» TASK BRIEF
From the listing below, copy out every line that contains the word "hair".

═══ LISTED ENTRIES

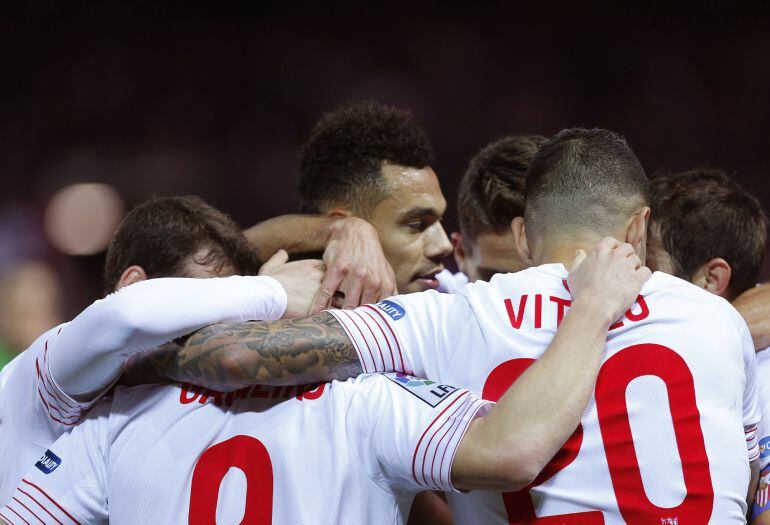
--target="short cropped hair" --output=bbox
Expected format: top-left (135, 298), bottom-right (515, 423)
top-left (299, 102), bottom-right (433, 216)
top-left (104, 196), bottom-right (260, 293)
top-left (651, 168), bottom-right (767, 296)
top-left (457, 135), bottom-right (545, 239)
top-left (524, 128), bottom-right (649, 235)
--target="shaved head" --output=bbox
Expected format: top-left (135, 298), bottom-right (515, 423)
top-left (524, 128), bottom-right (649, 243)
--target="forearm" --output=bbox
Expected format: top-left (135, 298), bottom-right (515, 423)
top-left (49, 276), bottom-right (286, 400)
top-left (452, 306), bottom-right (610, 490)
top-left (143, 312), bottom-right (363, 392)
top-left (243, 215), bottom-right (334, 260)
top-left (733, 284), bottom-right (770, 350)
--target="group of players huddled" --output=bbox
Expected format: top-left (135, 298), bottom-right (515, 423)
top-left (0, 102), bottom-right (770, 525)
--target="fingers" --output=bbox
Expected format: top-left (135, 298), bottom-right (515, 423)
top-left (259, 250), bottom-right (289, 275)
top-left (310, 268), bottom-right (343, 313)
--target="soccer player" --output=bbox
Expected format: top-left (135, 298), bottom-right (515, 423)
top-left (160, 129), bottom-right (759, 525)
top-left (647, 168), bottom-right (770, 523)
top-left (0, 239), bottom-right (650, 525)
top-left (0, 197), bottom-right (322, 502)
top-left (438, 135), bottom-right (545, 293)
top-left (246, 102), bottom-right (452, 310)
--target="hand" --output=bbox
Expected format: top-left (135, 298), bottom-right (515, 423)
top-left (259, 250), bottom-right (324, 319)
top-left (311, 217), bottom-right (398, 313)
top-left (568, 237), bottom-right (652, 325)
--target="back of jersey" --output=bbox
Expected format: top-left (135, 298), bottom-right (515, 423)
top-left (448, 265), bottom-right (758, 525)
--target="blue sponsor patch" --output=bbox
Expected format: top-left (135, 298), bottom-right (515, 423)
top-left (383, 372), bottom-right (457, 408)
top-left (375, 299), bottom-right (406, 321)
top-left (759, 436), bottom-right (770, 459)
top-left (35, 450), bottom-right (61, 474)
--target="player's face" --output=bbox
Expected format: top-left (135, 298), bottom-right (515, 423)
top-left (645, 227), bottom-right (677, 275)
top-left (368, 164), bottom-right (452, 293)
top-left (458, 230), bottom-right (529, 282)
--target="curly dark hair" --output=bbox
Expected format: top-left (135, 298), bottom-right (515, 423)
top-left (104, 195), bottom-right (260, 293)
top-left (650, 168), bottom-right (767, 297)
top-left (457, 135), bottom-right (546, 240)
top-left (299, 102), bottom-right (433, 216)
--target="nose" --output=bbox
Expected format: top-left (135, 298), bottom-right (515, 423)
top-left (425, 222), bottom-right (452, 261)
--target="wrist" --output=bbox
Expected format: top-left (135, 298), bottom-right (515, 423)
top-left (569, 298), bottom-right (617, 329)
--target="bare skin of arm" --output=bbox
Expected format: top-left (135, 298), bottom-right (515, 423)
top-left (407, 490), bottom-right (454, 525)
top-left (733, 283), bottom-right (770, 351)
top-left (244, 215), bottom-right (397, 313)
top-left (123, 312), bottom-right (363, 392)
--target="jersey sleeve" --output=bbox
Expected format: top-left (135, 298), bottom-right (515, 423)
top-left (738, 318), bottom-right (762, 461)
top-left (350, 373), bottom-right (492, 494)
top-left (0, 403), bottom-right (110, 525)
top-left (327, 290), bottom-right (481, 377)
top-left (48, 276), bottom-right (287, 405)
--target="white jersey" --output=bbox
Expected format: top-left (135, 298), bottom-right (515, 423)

══════

» RESPONSE TO THIS EXERCISE
--target="short cropped hair" --output=bbox
--target="curly dark hair" --output=bbox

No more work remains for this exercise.